__抜粋本文__.
-.-.-

夜9時過ぎに帰ると、いつも同じ場所に1台の車。
黒い小さな車だ。
男性が犬を抱えている。
暗くてよく分からないが、同年代の様だ。
通るたびワンちゃんは目の前を横切る私を首を回して見る。
ある日のこと。
車に作業着姿の女性が近づく。
ワンちゃんは窓ガラスに両手をあててへばりつく。
男の人はしっかり抱っこ。
女性が助手席に乗り込んだ。
毎日、迎えに来ていたのだ。
微笑ましい小さな幸せを見た。
その翌日、また一つ大きな仕事を終えた。
後から思えば、まだ中途半端な気もする。
いつも様に達成感がない。
ふと、ワンちゃんの姿が浮かんだ。
小さなことでも一つひとつをできる限り頑張っていこう。
そんな気になった。
まずは、自分へのご褒美だ。
財布の中身を確かめて「かわ広」へ向かった。
Desafinado - Cover by Arpi Alto
先日、ランチを食べに来た時、
店の方に話していた。
「今度、仕事が終わったら鰻を食べに来ます。」と。
暖簾を潜り中へ。
カウンターに座る。
お茶が置かれ、
「お仕事が終わったんですね。」
「はい。」
「よかったですね。」
些細な会話で和む心。
すかさず「鰻重の上」と言った。
「はい、承知しました。」
しばらくして一つ席を空けたご夫婦が茶碗蒸しを食べていた。
店の方に声をかけた。
「あの、茶碗蒸しも、いいですか。」
「今だと、ちょっと時間がかかりますけど・・・」
「大丈夫です。」

-.-.-

__提供資料__.
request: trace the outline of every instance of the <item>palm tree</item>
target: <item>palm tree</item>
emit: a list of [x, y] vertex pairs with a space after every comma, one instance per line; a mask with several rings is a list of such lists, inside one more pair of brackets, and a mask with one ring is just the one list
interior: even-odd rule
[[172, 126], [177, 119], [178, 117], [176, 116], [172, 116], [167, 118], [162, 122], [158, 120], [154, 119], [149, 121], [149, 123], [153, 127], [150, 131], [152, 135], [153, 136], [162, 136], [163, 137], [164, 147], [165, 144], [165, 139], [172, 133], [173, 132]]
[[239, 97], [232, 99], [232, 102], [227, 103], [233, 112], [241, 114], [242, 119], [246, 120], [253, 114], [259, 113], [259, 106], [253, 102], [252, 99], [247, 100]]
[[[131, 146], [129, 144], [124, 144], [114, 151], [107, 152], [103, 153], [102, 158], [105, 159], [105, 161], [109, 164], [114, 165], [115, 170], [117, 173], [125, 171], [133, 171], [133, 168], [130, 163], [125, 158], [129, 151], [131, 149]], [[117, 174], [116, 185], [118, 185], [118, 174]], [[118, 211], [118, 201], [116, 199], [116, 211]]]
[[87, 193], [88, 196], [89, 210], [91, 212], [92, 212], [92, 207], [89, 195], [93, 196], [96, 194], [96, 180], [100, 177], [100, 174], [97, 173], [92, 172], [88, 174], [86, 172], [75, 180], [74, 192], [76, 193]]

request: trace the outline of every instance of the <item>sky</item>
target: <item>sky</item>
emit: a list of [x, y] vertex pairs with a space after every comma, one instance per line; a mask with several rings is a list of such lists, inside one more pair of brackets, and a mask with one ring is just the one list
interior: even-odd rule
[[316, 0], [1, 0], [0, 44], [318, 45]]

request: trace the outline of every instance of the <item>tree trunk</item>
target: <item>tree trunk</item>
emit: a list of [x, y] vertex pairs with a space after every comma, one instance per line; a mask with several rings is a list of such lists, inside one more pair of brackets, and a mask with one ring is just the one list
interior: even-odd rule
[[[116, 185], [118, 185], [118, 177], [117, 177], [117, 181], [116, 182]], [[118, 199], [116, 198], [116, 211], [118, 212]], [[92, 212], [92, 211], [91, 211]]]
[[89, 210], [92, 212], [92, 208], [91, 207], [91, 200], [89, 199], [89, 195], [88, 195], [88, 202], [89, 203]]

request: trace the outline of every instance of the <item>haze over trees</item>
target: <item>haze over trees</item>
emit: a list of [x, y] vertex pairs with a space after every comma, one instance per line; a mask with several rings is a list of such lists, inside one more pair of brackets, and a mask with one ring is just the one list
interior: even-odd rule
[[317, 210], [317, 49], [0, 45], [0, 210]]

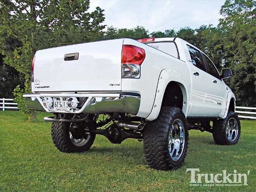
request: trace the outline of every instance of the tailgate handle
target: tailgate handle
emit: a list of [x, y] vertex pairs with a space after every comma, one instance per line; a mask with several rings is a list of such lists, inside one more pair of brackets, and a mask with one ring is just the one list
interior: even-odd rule
[[77, 60], [78, 59], [78, 53], [65, 54], [64, 55], [64, 61]]

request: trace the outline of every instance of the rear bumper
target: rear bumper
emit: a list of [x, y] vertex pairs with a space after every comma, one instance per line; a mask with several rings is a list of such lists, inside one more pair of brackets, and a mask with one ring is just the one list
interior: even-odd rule
[[[140, 103], [140, 97], [133, 93], [40, 93], [23, 95], [28, 107], [32, 109], [49, 112], [97, 114], [104, 112], [126, 112], [136, 115]], [[65, 111], [54, 110], [44, 106], [45, 97], [60, 98], [87, 97], [87, 100], [80, 109]]]

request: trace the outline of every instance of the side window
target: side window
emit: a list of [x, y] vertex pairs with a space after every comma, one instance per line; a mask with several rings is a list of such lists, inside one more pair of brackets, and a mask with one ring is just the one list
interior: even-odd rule
[[193, 64], [200, 69], [206, 72], [206, 69], [200, 52], [191, 46], [188, 45], [187, 45], [187, 46], [189, 49], [190, 56], [191, 57], [191, 61], [192, 61]]
[[216, 78], [220, 79], [220, 75], [219, 74], [219, 73], [213, 62], [211, 61], [211, 60], [209, 59], [207, 57], [202, 54], [202, 55], [204, 57], [204, 59], [205, 61], [205, 64], [209, 71], [208, 73], [209, 73], [214, 77], [215, 77]]

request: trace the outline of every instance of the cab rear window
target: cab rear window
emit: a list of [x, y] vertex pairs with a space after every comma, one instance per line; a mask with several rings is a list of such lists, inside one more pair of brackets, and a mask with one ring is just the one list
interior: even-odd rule
[[176, 45], [174, 42], [159, 42], [146, 43], [169, 55], [179, 59]]

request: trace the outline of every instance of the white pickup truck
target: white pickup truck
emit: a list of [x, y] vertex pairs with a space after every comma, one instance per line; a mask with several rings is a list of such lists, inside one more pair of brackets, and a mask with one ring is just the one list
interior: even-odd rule
[[151, 167], [168, 170], [183, 164], [189, 130], [237, 142], [235, 97], [223, 81], [231, 75], [180, 38], [121, 38], [37, 51], [33, 93], [23, 97], [54, 114], [44, 119], [60, 151], [87, 150], [97, 134], [114, 144], [135, 138]]

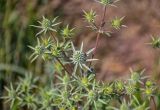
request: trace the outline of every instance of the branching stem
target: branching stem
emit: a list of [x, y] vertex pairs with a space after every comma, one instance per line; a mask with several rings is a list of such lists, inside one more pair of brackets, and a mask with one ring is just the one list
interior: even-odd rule
[[[101, 20], [101, 24], [100, 24], [100, 27], [98, 29], [98, 34], [97, 34], [97, 37], [96, 37], [96, 43], [95, 43], [95, 50], [92, 54], [92, 58], [94, 58], [95, 54], [96, 54], [96, 51], [97, 51], [97, 47], [98, 47], [98, 44], [99, 44], [99, 38], [101, 36], [101, 32], [102, 32], [102, 28], [104, 27], [105, 25], [105, 17], [106, 17], [106, 11], [107, 11], [107, 6], [105, 5], [104, 6], [104, 11], [103, 11], [103, 17], [102, 17], [102, 20]], [[92, 65], [92, 62], [90, 63], [90, 66]]]

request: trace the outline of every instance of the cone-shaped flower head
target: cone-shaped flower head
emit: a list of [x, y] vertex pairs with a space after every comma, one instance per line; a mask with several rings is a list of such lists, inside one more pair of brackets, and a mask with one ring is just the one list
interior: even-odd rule
[[80, 50], [75, 50], [73, 43], [71, 43], [71, 46], [72, 46], [73, 54], [70, 59], [71, 59], [72, 63], [75, 65], [74, 74], [76, 73], [78, 67], [80, 67], [81, 69], [85, 68], [85, 69], [91, 71], [90, 68], [86, 65], [86, 63], [97, 60], [97, 59], [89, 59], [88, 58], [88, 56], [94, 51], [94, 48], [90, 49], [87, 52], [83, 52], [83, 42], [81, 44]]

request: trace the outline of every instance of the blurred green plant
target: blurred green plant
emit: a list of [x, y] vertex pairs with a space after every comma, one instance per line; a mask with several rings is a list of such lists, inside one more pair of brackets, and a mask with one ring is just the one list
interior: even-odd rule
[[[70, 29], [69, 25], [60, 30], [63, 40], [56, 36], [60, 24], [57, 17], [49, 20], [43, 16], [42, 21], [38, 21], [40, 26], [31, 25], [40, 29], [36, 34], [36, 46], [28, 46], [33, 50], [31, 62], [40, 59], [49, 62], [54, 74], [49, 77], [43, 77], [47, 74], [38, 77], [36, 74], [33, 76], [33, 73], [26, 74], [18, 82], [10, 83], [10, 87], [5, 88], [6, 95], [1, 99], [10, 104], [11, 110], [149, 110], [152, 108], [151, 103], [154, 109], [158, 110], [159, 87], [143, 76], [144, 70], [131, 69], [130, 78], [127, 80], [105, 83], [96, 80], [97, 74], [92, 61], [97, 60], [94, 57], [101, 35], [110, 35], [109, 31], [104, 29], [107, 25], [106, 10], [108, 6], [115, 6], [116, 2], [98, 1], [104, 8], [100, 24], [96, 23], [95, 11], [84, 11], [85, 21], [89, 25], [87, 27], [97, 33], [95, 46], [87, 52], [83, 51], [83, 42], [80, 49], [76, 49], [72, 41], [74, 28]], [[117, 17], [110, 25], [114, 29], [120, 29], [124, 26], [122, 20], [123, 18]], [[5, 27], [5, 31], [7, 29], [8, 27]], [[8, 39], [11, 40], [11, 37]], [[8, 46], [8, 41], [6, 42]], [[10, 49], [7, 52], [10, 52]], [[11, 59], [8, 60], [7, 57], [7, 61]], [[37, 67], [41, 70], [41, 65]]]

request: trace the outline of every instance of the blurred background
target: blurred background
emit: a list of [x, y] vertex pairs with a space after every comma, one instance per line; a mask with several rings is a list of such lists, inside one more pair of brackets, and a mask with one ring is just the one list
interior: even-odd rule
[[[126, 77], [129, 68], [133, 68], [146, 69], [145, 74], [151, 74], [158, 81], [160, 50], [146, 43], [151, 41], [151, 35], [160, 34], [160, 0], [121, 0], [116, 5], [118, 8], [107, 8], [105, 20], [125, 16], [123, 24], [127, 28], [112, 30], [111, 37], [100, 38], [96, 54], [100, 60], [95, 63], [97, 78]], [[36, 44], [35, 33], [38, 32], [29, 25], [36, 24], [42, 16], [59, 16], [62, 25], [76, 28], [73, 38], [76, 46], [84, 41], [86, 50], [93, 48], [96, 33], [86, 28], [82, 11], [90, 9], [99, 14], [98, 24], [102, 6], [94, 0], [0, 0], [0, 90], [16, 75], [27, 71], [46, 75], [47, 69], [52, 70], [52, 64], [42, 59], [34, 63], [28, 59], [32, 51], [27, 46]]]

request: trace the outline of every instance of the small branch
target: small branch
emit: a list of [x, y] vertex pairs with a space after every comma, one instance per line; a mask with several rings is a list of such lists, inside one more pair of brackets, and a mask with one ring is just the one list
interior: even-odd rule
[[[102, 20], [101, 20], [101, 24], [100, 24], [100, 27], [98, 29], [98, 34], [97, 34], [97, 38], [96, 38], [96, 44], [95, 44], [95, 50], [92, 54], [92, 58], [94, 58], [95, 54], [96, 54], [96, 51], [97, 51], [97, 47], [98, 47], [98, 44], [99, 44], [99, 38], [101, 36], [101, 31], [102, 31], [102, 28], [104, 27], [105, 25], [105, 16], [106, 16], [106, 11], [107, 11], [107, 6], [104, 6], [104, 11], [103, 11], [103, 17], [102, 17]], [[90, 63], [89, 67], [92, 65], [92, 62]]]
[[152, 99], [152, 101], [153, 101], [153, 104], [154, 104], [154, 110], [157, 110], [157, 106], [156, 106], [156, 102], [155, 102], [155, 99], [154, 99], [154, 97], [152, 96], [152, 97], [151, 97], [151, 99]]

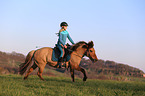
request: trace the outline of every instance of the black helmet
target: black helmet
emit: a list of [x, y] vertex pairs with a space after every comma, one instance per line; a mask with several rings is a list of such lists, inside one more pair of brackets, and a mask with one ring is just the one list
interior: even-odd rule
[[62, 26], [68, 26], [68, 24], [67, 24], [66, 22], [62, 22], [62, 23], [60, 24], [60, 27], [62, 27]]

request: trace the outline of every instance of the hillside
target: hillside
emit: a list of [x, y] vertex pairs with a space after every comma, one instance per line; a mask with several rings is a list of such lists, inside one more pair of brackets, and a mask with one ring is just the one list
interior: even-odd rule
[[[0, 51], [0, 74], [18, 74], [19, 64], [23, 63], [25, 56], [20, 53], [12, 52], [5, 53]], [[87, 76], [92, 79], [118, 79], [116, 76], [142, 77], [144, 74], [140, 69], [131, 67], [129, 65], [116, 63], [114, 61], [99, 60], [92, 63], [89, 59], [82, 59], [80, 66], [87, 71]], [[55, 69], [46, 66], [45, 75], [60, 76], [64, 73], [69, 76], [69, 71], [65, 69]], [[33, 72], [32, 74], [36, 74]], [[78, 77], [82, 77], [81, 72], [75, 71]]]
[[[0, 96], [145, 96], [145, 82], [76, 79], [37, 76], [22, 80], [20, 75], [0, 75]], [[142, 78], [145, 79], [145, 78]]]

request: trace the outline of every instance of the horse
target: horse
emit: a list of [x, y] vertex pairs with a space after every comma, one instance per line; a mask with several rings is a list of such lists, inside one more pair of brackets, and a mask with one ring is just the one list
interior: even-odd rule
[[[80, 41], [76, 44], [73, 44], [72, 47], [70, 48], [72, 52], [70, 53], [71, 57], [70, 60], [67, 62], [67, 64], [69, 65], [70, 68], [72, 82], [75, 82], [74, 70], [81, 71], [84, 75], [83, 81], [87, 80], [86, 72], [83, 68], [79, 66], [79, 64], [84, 56], [89, 57], [89, 59], [92, 62], [98, 61], [93, 46], [94, 46], [93, 41], [90, 41], [88, 43], [86, 43], [85, 41]], [[29, 67], [29, 70], [24, 76], [24, 80], [26, 80], [30, 75], [30, 73], [38, 67], [39, 70], [37, 75], [41, 80], [44, 80], [44, 78], [42, 77], [42, 73], [46, 64], [57, 68], [57, 61], [52, 61], [52, 52], [53, 48], [50, 47], [43, 47], [37, 50], [30, 51], [26, 56], [25, 62], [20, 64], [19, 74], [23, 75], [26, 72], [27, 68]], [[32, 61], [33, 65], [30, 67]]]

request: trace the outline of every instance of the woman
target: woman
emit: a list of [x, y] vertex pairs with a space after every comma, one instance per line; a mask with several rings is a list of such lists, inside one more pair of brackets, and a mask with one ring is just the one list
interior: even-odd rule
[[68, 31], [66, 30], [67, 26], [68, 26], [68, 24], [66, 22], [62, 22], [60, 24], [61, 29], [59, 30], [59, 33], [58, 33], [59, 38], [58, 38], [57, 46], [58, 46], [58, 48], [59, 48], [59, 50], [61, 52], [59, 60], [58, 60], [59, 68], [61, 68], [61, 63], [63, 62], [64, 48], [67, 48], [67, 46], [65, 45], [66, 39], [68, 38], [69, 41], [72, 44], [74, 44], [74, 41], [72, 40], [72, 38], [70, 37]]

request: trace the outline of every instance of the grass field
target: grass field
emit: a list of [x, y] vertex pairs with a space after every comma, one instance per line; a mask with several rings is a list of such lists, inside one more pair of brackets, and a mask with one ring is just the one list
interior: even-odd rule
[[0, 75], [0, 96], [145, 96], [145, 82], [90, 80], [31, 75]]

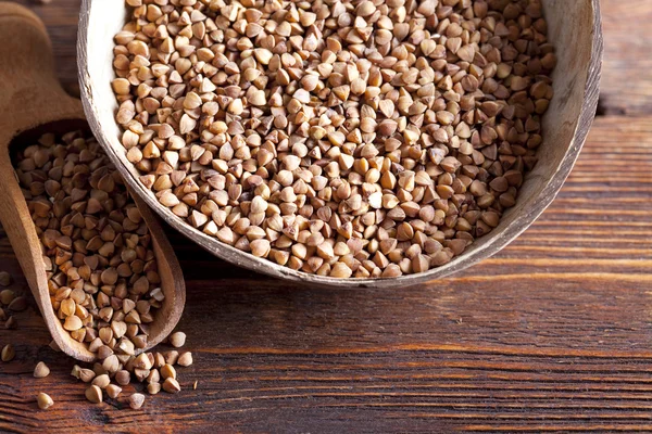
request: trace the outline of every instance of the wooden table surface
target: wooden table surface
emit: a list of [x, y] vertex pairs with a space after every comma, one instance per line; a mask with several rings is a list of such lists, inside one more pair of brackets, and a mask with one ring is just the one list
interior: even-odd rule
[[[78, 0], [21, 2], [74, 84]], [[0, 365], [0, 431], [652, 431], [652, 2], [602, 11], [599, 117], [560, 196], [502, 253], [417, 290], [327, 291], [234, 268], [168, 230], [188, 286], [186, 390], [141, 410], [90, 405], [32, 306], [0, 330], [17, 349]], [[0, 269], [25, 288], [4, 237]], [[38, 360], [47, 379], [32, 376]]]

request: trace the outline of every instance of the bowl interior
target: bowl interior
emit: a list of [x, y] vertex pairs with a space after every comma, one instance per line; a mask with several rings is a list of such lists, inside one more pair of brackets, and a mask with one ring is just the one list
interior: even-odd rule
[[335, 279], [308, 275], [255, 258], [223, 244], [176, 217], [160, 205], [153, 193], [138, 181], [138, 173], [126, 159], [114, 120], [117, 108], [111, 80], [113, 36], [126, 20], [124, 0], [84, 0], [79, 28], [79, 79], [85, 111], [93, 132], [123, 173], [129, 187], [171, 226], [212, 254], [238, 266], [289, 280], [321, 285], [353, 288], [402, 288], [450, 276], [504, 247], [522, 233], [552, 202], [570, 171], [588, 132], [598, 104], [598, 81], [602, 58], [598, 0], [542, 0], [549, 39], [556, 48], [557, 67], [553, 74], [554, 98], [543, 117], [543, 143], [535, 169], [519, 191], [516, 206], [509, 209], [500, 225], [476, 240], [451, 263], [419, 275], [394, 279]]

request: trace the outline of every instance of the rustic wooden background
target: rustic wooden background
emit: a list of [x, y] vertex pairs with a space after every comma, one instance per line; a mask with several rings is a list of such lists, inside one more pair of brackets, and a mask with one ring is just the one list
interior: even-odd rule
[[[21, 2], [74, 84], [78, 0]], [[137, 411], [90, 405], [30, 307], [0, 330], [17, 348], [0, 365], [0, 431], [652, 431], [652, 2], [602, 11], [599, 117], [559, 199], [501, 254], [419, 290], [325, 291], [235, 269], [168, 231], [188, 285], [186, 390]], [[3, 237], [0, 269], [24, 286]], [[49, 378], [32, 376], [38, 360]]]

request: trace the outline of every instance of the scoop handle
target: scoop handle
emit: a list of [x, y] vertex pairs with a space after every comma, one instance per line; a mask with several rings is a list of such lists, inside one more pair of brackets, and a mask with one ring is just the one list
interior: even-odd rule
[[0, 145], [17, 133], [83, 118], [78, 100], [59, 84], [46, 26], [28, 9], [0, 2]]
[[29, 10], [0, 2], [0, 221], [57, 345], [85, 361], [95, 356], [61, 327], [50, 302], [40, 241], [10, 157], [16, 135], [38, 126], [84, 117], [54, 74], [50, 39]]

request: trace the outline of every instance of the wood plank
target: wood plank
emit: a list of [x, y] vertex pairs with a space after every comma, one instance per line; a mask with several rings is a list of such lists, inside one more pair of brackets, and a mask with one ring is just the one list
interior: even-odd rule
[[[60, 77], [76, 82], [79, 0], [18, 2], [45, 20]], [[650, 113], [652, 5], [603, 0], [602, 12], [601, 110]], [[419, 290], [287, 285], [168, 230], [188, 280], [180, 329], [196, 363], [179, 369], [185, 390], [148, 396], [138, 411], [124, 399], [89, 405], [33, 305], [17, 330], [0, 329], [0, 344], [17, 349], [0, 363], [0, 431], [652, 431], [651, 149], [652, 118], [600, 118], [536, 225]], [[7, 239], [0, 269], [26, 290]], [[32, 376], [38, 360], [47, 379]], [[36, 407], [41, 391], [50, 411]]]
[[[652, 203], [637, 190], [650, 149], [652, 118], [598, 119], [536, 225], [496, 257], [418, 290], [286, 284], [168, 231], [196, 360], [179, 369], [184, 391], [148, 396], [138, 411], [124, 398], [89, 405], [30, 307], [18, 330], [0, 330], [17, 349], [0, 365], [0, 431], [652, 430]], [[0, 258], [20, 276], [5, 239]], [[52, 368], [47, 379], [32, 378], [38, 360]], [[55, 401], [50, 411], [36, 409], [40, 391]]]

-.-.-

__作業内容__.
[A] 抜粋本文の「夜9時過ぎに帰ると、いつも同じ場所に1台の車。」から「微笑ましい小さな幸せを見た。」までをすべて、一字も変えずに書き写すこと。
[B] 抜粋本文に基づき、次の問いに答えること。
(i) 書き手がいつも帰宅するのは何時過ぎか。
(ii) いつも同じ場所にある車はどんな車か。
(iii) カウンターに座った書き手が最初に注文したものは何か。
一覧は別の出典から取ったものだ。

__期待される出力__.
[A]
夜9時過ぎに帰ると、いつも同じ場所に1台の車。
黒い小さな車だ。
男性が犬を抱えている。
暗くてよく分からないが、同年代の様だ。
通るたびワンちゃんは目の前を横切る私を首を回して見る。
ある日のこと。
車に作業着姿の女性が近づく。
ワンちゃんは窓ガラスに両手をあててへばりつく。
男の人はしっかり抱っこ。
女性が助手席に乗り込んだ。
毎日、迎えに来ていたのだ。
微笑ましい小さな幸せを見た。

[B]
(i) 夜9時過ぎ
(ii) 黒い小さな車
(iii) 鰻重の上